▶ WHAT TO WORK ON: Return each line of the data below unchanged, please.

- Opening Delimiter -

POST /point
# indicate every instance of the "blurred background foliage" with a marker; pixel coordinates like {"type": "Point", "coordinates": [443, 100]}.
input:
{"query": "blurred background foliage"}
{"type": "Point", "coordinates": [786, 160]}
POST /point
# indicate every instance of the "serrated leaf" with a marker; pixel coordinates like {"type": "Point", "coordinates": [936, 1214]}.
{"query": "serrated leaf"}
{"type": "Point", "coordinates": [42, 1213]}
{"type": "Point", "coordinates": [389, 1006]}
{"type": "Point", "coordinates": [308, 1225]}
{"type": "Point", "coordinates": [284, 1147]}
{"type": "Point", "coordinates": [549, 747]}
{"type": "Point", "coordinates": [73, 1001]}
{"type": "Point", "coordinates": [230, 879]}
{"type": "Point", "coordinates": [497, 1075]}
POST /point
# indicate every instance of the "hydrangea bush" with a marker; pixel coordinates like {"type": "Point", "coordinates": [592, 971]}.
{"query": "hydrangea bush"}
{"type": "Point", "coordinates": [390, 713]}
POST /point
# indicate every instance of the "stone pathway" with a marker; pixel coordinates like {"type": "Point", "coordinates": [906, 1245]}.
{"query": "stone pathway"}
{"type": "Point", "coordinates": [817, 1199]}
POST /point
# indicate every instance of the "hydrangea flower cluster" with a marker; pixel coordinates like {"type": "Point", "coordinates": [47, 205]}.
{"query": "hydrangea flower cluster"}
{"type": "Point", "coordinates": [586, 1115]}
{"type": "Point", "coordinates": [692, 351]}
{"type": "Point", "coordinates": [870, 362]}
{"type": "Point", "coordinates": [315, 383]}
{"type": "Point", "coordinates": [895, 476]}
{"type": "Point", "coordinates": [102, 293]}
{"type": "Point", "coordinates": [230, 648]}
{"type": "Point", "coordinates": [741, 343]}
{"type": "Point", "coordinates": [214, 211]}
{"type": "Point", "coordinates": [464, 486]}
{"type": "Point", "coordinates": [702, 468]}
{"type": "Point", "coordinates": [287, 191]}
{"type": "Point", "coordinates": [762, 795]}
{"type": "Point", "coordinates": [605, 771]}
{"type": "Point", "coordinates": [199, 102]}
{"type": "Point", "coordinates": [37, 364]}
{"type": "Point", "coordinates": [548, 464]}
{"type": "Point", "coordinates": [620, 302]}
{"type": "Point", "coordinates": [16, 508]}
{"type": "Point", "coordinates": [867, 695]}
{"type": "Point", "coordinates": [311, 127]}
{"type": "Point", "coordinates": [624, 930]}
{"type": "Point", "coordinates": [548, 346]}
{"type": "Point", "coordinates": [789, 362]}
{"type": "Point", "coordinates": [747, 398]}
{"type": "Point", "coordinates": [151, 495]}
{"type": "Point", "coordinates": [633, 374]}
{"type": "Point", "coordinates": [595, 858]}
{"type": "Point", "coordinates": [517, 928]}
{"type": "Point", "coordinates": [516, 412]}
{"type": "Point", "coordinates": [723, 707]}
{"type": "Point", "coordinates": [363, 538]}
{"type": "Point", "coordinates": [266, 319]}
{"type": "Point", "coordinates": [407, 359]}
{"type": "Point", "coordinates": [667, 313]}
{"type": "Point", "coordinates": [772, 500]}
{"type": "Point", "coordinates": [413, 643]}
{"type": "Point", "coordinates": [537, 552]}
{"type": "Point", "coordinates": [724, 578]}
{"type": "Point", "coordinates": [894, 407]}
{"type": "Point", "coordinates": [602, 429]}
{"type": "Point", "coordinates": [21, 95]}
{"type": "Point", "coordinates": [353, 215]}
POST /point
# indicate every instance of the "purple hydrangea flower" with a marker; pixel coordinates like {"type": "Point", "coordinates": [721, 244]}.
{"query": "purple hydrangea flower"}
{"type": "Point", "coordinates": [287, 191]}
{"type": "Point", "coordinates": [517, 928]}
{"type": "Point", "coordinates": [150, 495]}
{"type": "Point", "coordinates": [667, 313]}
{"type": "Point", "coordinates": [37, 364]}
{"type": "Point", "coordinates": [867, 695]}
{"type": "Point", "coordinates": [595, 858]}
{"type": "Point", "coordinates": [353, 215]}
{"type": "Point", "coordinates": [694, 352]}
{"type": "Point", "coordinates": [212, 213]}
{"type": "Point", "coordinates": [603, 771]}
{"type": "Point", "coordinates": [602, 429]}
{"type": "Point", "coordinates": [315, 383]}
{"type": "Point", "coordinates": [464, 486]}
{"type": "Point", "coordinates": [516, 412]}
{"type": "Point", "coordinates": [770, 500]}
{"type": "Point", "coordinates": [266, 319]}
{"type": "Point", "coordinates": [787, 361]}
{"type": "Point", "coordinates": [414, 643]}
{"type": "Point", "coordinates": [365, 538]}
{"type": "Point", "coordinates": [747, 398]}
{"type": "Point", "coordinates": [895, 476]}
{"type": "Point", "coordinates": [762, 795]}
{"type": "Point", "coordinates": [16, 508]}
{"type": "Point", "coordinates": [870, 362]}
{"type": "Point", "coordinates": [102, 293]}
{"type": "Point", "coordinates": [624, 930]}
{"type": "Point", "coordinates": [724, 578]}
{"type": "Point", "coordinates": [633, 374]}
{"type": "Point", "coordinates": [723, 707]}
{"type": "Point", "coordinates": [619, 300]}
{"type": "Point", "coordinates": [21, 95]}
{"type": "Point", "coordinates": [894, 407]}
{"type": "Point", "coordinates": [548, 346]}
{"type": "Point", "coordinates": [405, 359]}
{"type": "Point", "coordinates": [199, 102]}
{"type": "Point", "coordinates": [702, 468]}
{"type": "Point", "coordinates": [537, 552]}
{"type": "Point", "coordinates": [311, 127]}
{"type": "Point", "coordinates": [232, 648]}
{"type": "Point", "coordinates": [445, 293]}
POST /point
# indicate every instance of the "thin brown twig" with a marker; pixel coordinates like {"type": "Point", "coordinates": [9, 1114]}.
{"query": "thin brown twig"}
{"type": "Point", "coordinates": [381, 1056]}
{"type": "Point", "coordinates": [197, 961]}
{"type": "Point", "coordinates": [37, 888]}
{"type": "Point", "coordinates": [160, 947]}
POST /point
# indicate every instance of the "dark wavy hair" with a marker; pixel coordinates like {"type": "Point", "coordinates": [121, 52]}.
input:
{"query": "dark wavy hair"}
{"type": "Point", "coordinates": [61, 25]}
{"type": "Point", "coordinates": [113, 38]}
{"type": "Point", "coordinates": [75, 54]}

- Closing Delimiter -

▶ TASK SOLUTION:
POST /point
# indicate every instance of the "blurred background foliage" with a marker; pixel coordinates like {"type": "Point", "coordinates": [443, 100]}.
input:
{"query": "blurred background foliage"}
{"type": "Point", "coordinates": [786, 160]}
POST /point
# indicate every instance of the "serrated leaf" with a marker; pixel coordinates like {"type": "Point", "coordinates": [936, 1214]}.
{"query": "serrated leaf"}
{"type": "Point", "coordinates": [42, 1213]}
{"type": "Point", "coordinates": [389, 1006]}
{"type": "Point", "coordinates": [308, 1225]}
{"type": "Point", "coordinates": [284, 1147]}
{"type": "Point", "coordinates": [549, 747]}
{"type": "Point", "coordinates": [73, 1001]}
{"type": "Point", "coordinates": [230, 879]}
{"type": "Point", "coordinates": [497, 1075]}
POST /point
# indicate every instance of the "hydrangea bush" with a marker; pixel coordinates like {"type": "Point", "coordinates": [592, 971]}.
{"query": "hydrangea bush"}
{"type": "Point", "coordinates": [390, 713]}
POST /point
# indicate every instance of the "stone pathway" with a marker; pixel coordinates like {"type": "Point", "coordinates": [906, 1245]}.
{"query": "stone pathway"}
{"type": "Point", "coordinates": [817, 1199]}
POST /point
# indicate every instance of the "hydrangea flower cluster" with a marker; pixel coordinates like {"type": "Point", "coordinates": [47, 205]}.
{"query": "hydrangea flower cluster"}
{"type": "Point", "coordinates": [586, 1115]}
{"type": "Point", "coordinates": [692, 351]}
{"type": "Point", "coordinates": [870, 362]}
{"type": "Point", "coordinates": [315, 383]}
{"type": "Point", "coordinates": [895, 476]}
{"type": "Point", "coordinates": [102, 293]}
{"type": "Point", "coordinates": [230, 648]}
{"type": "Point", "coordinates": [741, 343]}
{"type": "Point", "coordinates": [214, 211]}
{"type": "Point", "coordinates": [464, 486]}
{"type": "Point", "coordinates": [702, 468]}
{"type": "Point", "coordinates": [287, 191]}
{"type": "Point", "coordinates": [762, 795]}
{"type": "Point", "coordinates": [605, 771]}
{"type": "Point", "coordinates": [199, 102]}
{"type": "Point", "coordinates": [37, 364]}
{"type": "Point", "coordinates": [548, 464]}
{"type": "Point", "coordinates": [620, 302]}
{"type": "Point", "coordinates": [16, 508]}
{"type": "Point", "coordinates": [867, 695]}
{"type": "Point", "coordinates": [311, 127]}
{"type": "Point", "coordinates": [624, 930]}
{"type": "Point", "coordinates": [548, 346]}
{"type": "Point", "coordinates": [789, 362]}
{"type": "Point", "coordinates": [747, 398]}
{"type": "Point", "coordinates": [151, 495]}
{"type": "Point", "coordinates": [633, 374]}
{"type": "Point", "coordinates": [595, 858]}
{"type": "Point", "coordinates": [517, 928]}
{"type": "Point", "coordinates": [516, 412]}
{"type": "Point", "coordinates": [723, 707]}
{"type": "Point", "coordinates": [363, 538]}
{"type": "Point", "coordinates": [266, 319]}
{"type": "Point", "coordinates": [407, 359]}
{"type": "Point", "coordinates": [667, 313]}
{"type": "Point", "coordinates": [772, 500]}
{"type": "Point", "coordinates": [413, 643]}
{"type": "Point", "coordinates": [537, 552]}
{"type": "Point", "coordinates": [724, 578]}
{"type": "Point", "coordinates": [894, 407]}
{"type": "Point", "coordinates": [602, 429]}
{"type": "Point", "coordinates": [21, 95]}
{"type": "Point", "coordinates": [353, 215]}
POST /point
# indicate every instance of the "purple hydrangea flower" with a marker; pixel coordinates like {"type": "Point", "coordinates": [721, 244]}.
{"query": "purple hydrangea flower"}
{"type": "Point", "coordinates": [287, 191]}
{"type": "Point", "coordinates": [517, 928]}
{"type": "Point", "coordinates": [150, 495]}
{"type": "Point", "coordinates": [667, 313]}
{"type": "Point", "coordinates": [37, 364]}
{"type": "Point", "coordinates": [867, 695]}
{"type": "Point", "coordinates": [595, 858]}
{"type": "Point", "coordinates": [353, 215]}
{"type": "Point", "coordinates": [694, 352]}
{"type": "Point", "coordinates": [212, 213]}
{"type": "Point", "coordinates": [603, 771]}
{"type": "Point", "coordinates": [602, 429]}
{"type": "Point", "coordinates": [315, 383]}
{"type": "Point", "coordinates": [464, 486]}
{"type": "Point", "coordinates": [516, 412]}
{"type": "Point", "coordinates": [770, 500]}
{"type": "Point", "coordinates": [266, 319]}
{"type": "Point", "coordinates": [787, 361]}
{"type": "Point", "coordinates": [414, 643]}
{"type": "Point", "coordinates": [365, 538]}
{"type": "Point", "coordinates": [747, 398]}
{"type": "Point", "coordinates": [895, 476]}
{"type": "Point", "coordinates": [762, 795]}
{"type": "Point", "coordinates": [16, 508]}
{"type": "Point", "coordinates": [870, 362]}
{"type": "Point", "coordinates": [102, 293]}
{"type": "Point", "coordinates": [624, 930]}
{"type": "Point", "coordinates": [724, 578]}
{"type": "Point", "coordinates": [633, 374]}
{"type": "Point", "coordinates": [723, 707]}
{"type": "Point", "coordinates": [619, 300]}
{"type": "Point", "coordinates": [21, 95]}
{"type": "Point", "coordinates": [894, 407]}
{"type": "Point", "coordinates": [548, 346]}
{"type": "Point", "coordinates": [405, 359]}
{"type": "Point", "coordinates": [199, 102]}
{"type": "Point", "coordinates": [702, 468]}
{"type": "Point", "coordinates": [537, 552]}
{"type": "Point", "coordinates": [311, 127]}
{"type": "Point", "coordinates": [232, 648]}
{"type": "Point", "coordinates": [445, 293]}
POST /point
# indicate every instance of the "thin brown twig" with a marker; pixel coordinates like {"type": "Point", "coordinates": [9, 1114]}.
{"query": "thin brown twig"}
{"type": "Point", "coordinates": [381, 1056]}
{"type": "Point", "coordinates": [197, 961]}
{"type": "Point", "coordinates": [37, 888]}
{"type": "Point", "coordinates": [160, 947]}
POST /point
# indicate every instance of the "dark wavy hair" with a marker; pixel coordinates like {"type": "Point", "coordinates": [121, 52]}.
input:
{"query": "dark wavy hair"}
{"type": "Point", "coordinates": [61, 25]}
{"type": "Point", "coordinates": [113, 38]}
{"type": "Point", "coordinates": [75, 54]}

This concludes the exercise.